Thursday, 16 September 2010
All Recipes Rolled Into One
The first tome, entitled Crafting Recipes From The Past, covers every crafting recipe that came with the first official campaign, with many recipes covering the lesser essences and gems. Not every recipe included in this tome requires such, but if it was a recipe that was detailed in a book from the first official campaign, then this tome has it covered. The second tome, entitled Crafting With The Greater Essences, does the same thing of amalgamating all the recipes into one book, but for those recipes that were found in the second official campaign, Mask of the Betrayer.
The beauty of this, is that the player no longer has to hunt around trying to locate the recipe they need among the many books, or struggle to recall what it is they need to have to qualify, as all the details have been carefully laid out in such a way to make finding a valid and useful recipe reasonably quickly. It is even possible to easily consider a plan of enhancement or creation ahead of time because the crafter has all the relevant details to hand.
Finally, with the introduction of Storms of Zehir, the player was introduced to a third recipe system. Thankfully, this system introduced recipe books straight away, and so the newer recipe system complements the two described here well. However, I have made one distinction of the newer recipes, and that is they act more like magikal pages that are used up when they are used to help enhance or create an item. Therefore, the modern recipe books can hold more than one copy of the same recipe, simply because you need a separate copy of the recipe for each time you wish to carry out its formula.
Crafting In Practice
The entire crafting scripts have undergone comprehensive changes to help iron out many of the differences and inconsistencies between them, which I will mention in a minute. I have also edited many cost related 2da files to ensure crafted items do not upset the economy of the world and reflect sensible values between ingredients used and final product. I have even fixed one or two broken recipes along the way.

→ **Task requirements**
Quote the passage of the crafting recipes post that runs from "Crafting In Practice" to "along the way.", copying it word for word.

→ **Information supplied**
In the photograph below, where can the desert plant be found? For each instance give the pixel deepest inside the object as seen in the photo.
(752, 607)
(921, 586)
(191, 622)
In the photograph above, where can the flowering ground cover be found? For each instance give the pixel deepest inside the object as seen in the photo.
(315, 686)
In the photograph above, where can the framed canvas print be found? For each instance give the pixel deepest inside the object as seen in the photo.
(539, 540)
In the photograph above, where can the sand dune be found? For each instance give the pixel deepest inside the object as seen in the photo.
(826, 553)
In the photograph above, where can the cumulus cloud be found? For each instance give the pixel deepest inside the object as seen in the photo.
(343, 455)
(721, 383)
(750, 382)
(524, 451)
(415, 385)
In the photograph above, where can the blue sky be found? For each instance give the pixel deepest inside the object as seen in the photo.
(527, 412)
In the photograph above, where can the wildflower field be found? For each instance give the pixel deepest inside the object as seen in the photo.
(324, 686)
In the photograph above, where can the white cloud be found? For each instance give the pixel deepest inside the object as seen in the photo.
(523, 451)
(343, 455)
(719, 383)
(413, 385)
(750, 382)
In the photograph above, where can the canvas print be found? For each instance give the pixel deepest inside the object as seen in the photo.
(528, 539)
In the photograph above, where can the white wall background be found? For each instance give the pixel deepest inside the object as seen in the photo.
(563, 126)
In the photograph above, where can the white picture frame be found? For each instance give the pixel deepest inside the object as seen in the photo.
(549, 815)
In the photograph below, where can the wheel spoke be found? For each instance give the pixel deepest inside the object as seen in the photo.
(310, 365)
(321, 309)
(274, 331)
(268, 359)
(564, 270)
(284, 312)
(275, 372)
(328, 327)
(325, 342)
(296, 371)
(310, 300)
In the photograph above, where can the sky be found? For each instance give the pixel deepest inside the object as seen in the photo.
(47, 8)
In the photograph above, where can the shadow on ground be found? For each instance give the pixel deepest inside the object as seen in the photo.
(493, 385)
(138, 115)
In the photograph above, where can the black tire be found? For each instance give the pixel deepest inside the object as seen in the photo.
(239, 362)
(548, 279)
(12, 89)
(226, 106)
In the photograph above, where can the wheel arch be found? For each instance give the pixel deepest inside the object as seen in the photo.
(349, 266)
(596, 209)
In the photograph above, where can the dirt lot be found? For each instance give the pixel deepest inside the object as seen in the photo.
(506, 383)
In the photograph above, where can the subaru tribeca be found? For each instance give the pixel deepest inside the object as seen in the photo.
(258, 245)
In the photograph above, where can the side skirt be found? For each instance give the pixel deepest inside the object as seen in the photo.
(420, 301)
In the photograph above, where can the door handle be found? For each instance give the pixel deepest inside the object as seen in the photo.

→ **Task solution**
Crafting In Practice
The entire crafting scripts have undergone comprehensive changes to help iron out many of the differences and inconsistencies between them, which I will mention in a minute. I have also edited many cost related 2da files to ensure crafted items do not upset the economy of the world and reflect sensible values between ingredients used and final product. I have even fixed one or two broken recipes along the way.